══ Given records ══

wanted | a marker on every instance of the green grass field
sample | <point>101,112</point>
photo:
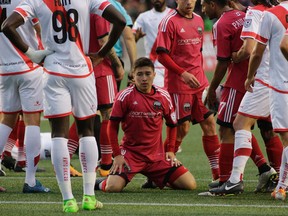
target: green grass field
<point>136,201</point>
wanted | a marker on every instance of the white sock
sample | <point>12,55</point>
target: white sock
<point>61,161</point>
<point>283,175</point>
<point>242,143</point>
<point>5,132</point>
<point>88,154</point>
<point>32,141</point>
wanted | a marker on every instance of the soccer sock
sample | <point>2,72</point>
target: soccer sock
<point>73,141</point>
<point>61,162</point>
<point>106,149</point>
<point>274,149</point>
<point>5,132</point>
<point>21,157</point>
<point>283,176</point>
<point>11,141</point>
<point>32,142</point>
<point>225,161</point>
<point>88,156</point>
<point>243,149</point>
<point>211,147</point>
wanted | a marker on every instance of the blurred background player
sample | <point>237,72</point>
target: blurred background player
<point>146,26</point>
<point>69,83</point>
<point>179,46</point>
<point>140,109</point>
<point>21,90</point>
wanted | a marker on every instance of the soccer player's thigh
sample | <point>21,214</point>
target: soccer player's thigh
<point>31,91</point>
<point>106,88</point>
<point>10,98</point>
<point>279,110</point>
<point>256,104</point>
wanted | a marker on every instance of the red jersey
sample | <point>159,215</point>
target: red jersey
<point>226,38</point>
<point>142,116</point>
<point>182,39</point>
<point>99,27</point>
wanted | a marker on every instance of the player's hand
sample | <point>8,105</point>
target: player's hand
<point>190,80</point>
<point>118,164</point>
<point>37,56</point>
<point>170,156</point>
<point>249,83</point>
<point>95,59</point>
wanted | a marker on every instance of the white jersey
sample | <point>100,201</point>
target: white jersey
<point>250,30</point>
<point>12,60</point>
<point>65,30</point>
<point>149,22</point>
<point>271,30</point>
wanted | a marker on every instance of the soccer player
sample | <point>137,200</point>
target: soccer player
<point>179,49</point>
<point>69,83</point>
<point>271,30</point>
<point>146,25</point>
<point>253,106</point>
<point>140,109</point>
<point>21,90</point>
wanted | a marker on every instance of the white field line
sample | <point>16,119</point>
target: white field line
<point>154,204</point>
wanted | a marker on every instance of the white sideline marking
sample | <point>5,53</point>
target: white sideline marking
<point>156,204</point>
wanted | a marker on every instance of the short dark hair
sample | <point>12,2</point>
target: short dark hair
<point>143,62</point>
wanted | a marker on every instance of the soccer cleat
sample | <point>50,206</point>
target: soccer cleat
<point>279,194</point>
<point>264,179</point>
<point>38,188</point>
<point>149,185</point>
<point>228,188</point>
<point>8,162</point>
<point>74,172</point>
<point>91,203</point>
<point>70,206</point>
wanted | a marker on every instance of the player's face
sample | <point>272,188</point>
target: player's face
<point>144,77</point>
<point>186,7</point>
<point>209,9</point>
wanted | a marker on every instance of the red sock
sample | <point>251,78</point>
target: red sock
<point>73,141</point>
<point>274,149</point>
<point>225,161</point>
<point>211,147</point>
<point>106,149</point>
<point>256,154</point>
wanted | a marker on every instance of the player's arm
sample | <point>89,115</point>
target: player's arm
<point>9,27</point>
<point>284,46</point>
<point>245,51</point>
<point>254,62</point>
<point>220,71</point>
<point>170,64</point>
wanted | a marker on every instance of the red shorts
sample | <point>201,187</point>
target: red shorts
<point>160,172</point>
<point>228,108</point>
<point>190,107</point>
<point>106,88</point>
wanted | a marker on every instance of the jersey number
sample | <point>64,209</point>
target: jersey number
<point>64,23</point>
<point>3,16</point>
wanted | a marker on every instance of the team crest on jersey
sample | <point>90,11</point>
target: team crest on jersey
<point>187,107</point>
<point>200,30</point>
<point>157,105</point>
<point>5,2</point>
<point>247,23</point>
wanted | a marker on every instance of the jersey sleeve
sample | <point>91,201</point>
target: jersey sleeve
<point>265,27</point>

═══
══ Given records ══

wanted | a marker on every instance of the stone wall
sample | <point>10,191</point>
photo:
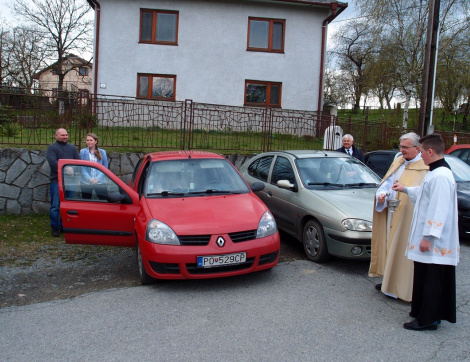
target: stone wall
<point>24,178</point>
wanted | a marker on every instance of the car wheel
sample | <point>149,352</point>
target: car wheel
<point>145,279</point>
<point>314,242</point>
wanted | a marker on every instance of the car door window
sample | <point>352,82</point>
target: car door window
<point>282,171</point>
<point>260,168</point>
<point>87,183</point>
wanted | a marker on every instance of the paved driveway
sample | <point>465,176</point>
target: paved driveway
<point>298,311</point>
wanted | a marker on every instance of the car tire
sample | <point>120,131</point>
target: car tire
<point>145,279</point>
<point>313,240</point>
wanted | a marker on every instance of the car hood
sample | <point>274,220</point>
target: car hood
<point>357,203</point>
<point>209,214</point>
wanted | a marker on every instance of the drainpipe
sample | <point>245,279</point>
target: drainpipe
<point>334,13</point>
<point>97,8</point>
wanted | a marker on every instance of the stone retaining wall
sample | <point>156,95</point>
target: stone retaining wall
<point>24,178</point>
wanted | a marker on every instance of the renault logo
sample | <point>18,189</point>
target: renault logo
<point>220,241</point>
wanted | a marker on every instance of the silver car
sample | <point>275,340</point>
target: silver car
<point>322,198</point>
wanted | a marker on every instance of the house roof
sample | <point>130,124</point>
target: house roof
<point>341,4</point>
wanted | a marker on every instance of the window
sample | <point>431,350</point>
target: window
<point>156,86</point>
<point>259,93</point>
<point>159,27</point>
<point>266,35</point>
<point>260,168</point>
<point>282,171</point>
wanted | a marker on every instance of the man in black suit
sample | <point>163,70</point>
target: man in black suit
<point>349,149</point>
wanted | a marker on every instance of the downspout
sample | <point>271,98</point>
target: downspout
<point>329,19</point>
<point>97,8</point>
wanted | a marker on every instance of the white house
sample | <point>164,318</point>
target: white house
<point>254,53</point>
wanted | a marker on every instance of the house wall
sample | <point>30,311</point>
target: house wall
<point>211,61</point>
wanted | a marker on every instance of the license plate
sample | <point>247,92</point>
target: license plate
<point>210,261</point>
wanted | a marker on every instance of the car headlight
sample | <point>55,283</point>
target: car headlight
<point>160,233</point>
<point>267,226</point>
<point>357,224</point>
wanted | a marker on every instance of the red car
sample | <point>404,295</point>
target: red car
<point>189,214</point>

═══

**Task to carry out:**
In the records above, find the line with "wanted | a marker on every instance of the green" and the line with "sample | <point>2,72</point>", then restate word for word only those two lines and all lines between, omitting pictures.

**Response for this exercise:**
wanted | a marker on every instance of the green grass field
sample | <point>101,112</point>
photo:
target: green grass field
<point>136,201</point>
wanted | a marker on every instance of the white sock
sample | <point>12,55</point>
target: white sock
<point>61,161</point>
<point>283,175</point>
<point>242,143</point>
<point>5,132</point>
<point>88,154</point>
<point>32,141</point>
wanted | a marker on every instance of the soccer sock
sample | <point>2,72</point>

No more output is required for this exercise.